■ STATED PROBLEM ■
Report, copied in full, each line of the data below that contains the word "reflection". The match is case-sensitive.

■ THE INPUT ■
[BEGIN]

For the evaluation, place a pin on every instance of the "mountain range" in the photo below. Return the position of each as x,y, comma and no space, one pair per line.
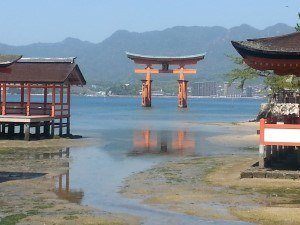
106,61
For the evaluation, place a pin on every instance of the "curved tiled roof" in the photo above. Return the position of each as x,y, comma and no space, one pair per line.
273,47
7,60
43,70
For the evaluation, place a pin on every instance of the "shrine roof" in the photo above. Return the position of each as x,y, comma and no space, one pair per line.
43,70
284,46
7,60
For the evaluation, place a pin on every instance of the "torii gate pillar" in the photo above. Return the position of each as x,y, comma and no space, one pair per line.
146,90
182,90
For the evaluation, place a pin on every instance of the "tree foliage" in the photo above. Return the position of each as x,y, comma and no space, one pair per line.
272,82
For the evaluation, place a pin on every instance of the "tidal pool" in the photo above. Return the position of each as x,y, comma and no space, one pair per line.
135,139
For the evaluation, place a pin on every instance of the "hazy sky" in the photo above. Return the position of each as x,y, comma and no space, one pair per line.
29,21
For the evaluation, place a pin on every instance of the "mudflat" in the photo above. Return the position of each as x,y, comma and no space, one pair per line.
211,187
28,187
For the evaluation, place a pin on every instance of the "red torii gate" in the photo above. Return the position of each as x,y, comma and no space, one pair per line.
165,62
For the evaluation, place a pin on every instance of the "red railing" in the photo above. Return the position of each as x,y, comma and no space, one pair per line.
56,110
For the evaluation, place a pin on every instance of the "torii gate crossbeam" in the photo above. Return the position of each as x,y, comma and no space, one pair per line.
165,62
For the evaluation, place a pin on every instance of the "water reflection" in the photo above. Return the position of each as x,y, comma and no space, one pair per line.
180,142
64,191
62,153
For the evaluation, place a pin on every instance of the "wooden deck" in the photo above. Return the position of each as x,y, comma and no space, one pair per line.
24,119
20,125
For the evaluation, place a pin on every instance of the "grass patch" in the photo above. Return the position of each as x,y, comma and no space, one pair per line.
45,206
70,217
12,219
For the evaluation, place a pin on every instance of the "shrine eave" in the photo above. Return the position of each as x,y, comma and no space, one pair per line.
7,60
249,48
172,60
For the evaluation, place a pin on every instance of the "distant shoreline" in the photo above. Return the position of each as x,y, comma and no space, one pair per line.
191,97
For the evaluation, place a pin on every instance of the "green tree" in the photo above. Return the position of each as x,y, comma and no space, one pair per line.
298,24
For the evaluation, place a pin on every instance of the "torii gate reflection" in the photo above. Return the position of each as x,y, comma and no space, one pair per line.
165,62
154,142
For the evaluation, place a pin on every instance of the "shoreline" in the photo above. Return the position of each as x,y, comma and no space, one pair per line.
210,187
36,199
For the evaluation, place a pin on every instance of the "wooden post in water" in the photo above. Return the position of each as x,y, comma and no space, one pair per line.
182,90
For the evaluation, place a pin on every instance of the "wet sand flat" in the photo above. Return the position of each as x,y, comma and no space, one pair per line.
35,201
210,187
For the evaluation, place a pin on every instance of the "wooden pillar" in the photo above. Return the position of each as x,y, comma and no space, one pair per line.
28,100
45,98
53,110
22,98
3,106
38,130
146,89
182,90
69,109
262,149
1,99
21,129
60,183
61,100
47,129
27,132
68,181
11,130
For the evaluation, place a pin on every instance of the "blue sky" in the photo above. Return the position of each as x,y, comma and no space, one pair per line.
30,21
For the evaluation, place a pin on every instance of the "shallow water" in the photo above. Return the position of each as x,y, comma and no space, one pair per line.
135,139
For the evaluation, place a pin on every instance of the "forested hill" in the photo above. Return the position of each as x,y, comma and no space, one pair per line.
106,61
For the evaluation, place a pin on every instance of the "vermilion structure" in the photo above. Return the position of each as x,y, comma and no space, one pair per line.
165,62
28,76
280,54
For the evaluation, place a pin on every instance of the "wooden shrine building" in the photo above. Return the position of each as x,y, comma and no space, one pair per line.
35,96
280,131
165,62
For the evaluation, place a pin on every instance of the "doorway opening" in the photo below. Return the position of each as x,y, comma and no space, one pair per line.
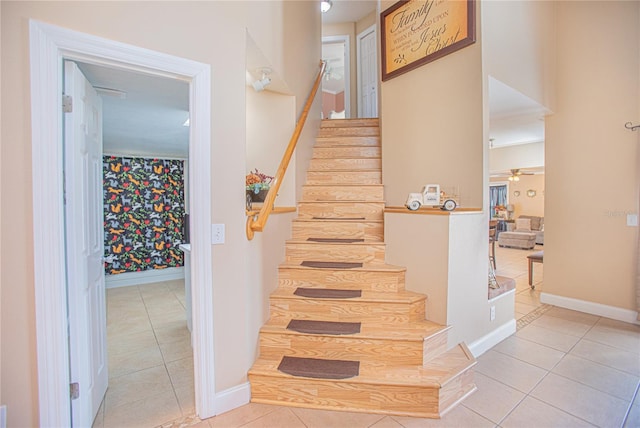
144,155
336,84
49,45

[END]
[BEGIN]

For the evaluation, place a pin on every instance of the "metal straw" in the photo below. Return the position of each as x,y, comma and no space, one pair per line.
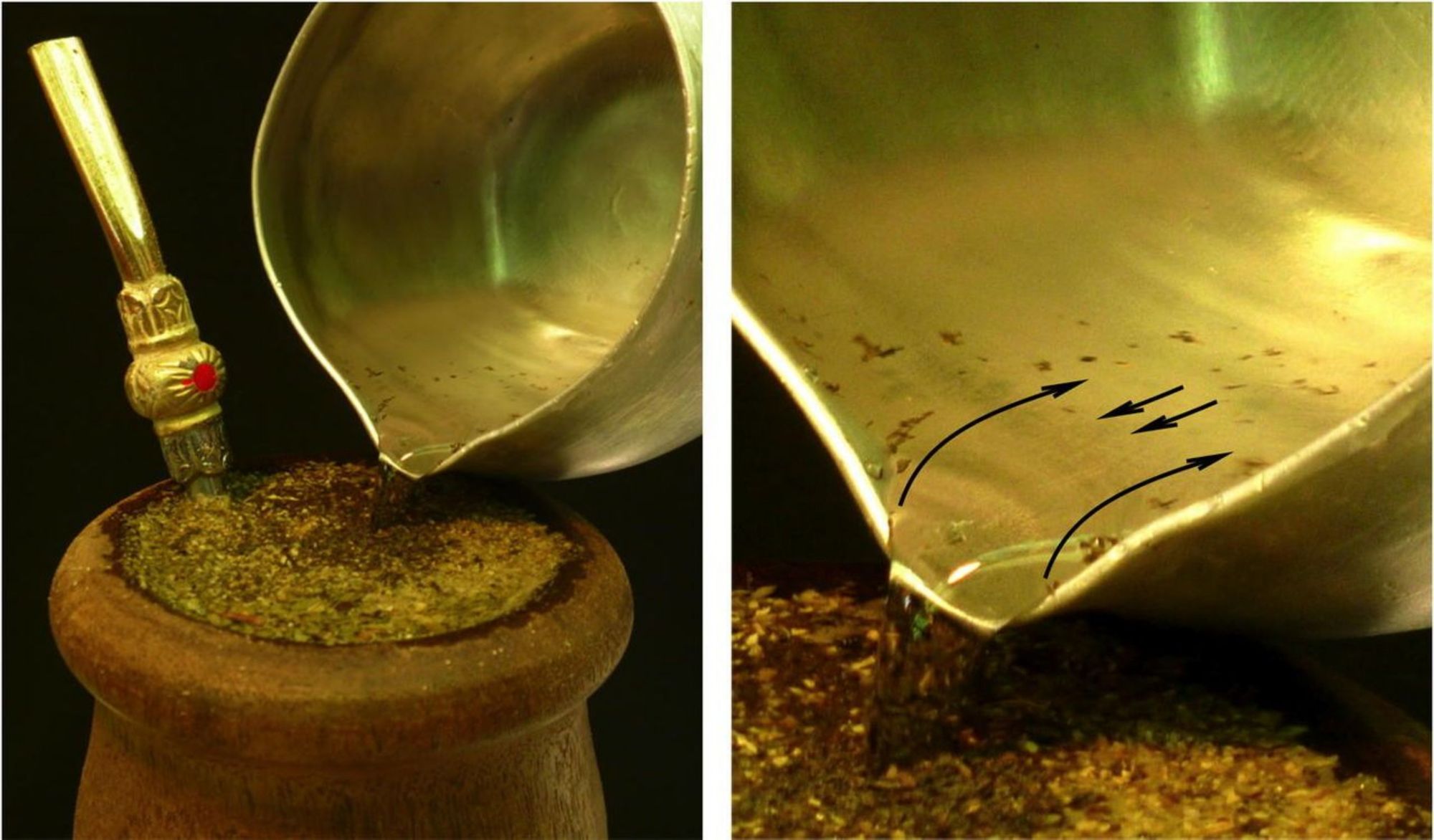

[END]

■ RESPONSE TO THE TASK ■
For the evaluation, place a pin on every instance of the "water reflection" in the photo above. Return the position of each as x,y, comma and no space, one pair per line.
For the evaluation, place a pin on every instance of the "torii gate reflection" in the photo above. Return the position of each as x,y, comma and no space, one pair per line.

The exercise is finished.